→ **Exercise objective**
Say only the number of lines in the entries below that contain "above".
══ Input ══
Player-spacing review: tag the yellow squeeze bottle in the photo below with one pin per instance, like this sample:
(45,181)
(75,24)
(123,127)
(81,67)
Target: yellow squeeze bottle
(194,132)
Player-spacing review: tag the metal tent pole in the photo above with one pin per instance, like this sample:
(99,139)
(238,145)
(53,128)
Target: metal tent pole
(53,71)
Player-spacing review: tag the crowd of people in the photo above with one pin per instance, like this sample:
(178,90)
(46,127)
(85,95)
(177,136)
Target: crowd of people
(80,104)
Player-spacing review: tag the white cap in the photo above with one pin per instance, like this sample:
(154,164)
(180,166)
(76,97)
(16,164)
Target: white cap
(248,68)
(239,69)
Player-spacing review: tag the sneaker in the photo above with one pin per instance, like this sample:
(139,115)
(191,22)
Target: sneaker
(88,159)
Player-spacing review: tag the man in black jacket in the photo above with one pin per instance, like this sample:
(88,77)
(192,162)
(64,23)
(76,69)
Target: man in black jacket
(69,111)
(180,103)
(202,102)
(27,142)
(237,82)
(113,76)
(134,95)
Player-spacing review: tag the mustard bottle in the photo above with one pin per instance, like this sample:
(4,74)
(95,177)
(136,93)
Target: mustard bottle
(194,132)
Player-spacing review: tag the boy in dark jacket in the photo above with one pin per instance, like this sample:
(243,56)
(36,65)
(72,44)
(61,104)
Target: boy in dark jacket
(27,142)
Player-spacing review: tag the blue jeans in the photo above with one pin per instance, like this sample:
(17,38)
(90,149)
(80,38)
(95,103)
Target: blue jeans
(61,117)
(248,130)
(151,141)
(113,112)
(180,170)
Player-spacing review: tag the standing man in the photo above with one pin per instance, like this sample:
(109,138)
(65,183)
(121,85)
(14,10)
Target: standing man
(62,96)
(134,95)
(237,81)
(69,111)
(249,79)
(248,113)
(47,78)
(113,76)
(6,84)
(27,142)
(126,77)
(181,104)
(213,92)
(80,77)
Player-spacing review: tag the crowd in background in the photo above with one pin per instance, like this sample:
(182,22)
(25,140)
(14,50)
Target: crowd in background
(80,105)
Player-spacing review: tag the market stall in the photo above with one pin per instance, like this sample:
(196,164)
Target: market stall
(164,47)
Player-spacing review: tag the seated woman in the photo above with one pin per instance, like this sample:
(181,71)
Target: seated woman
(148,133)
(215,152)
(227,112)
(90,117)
═══
→ **Problem solution**
12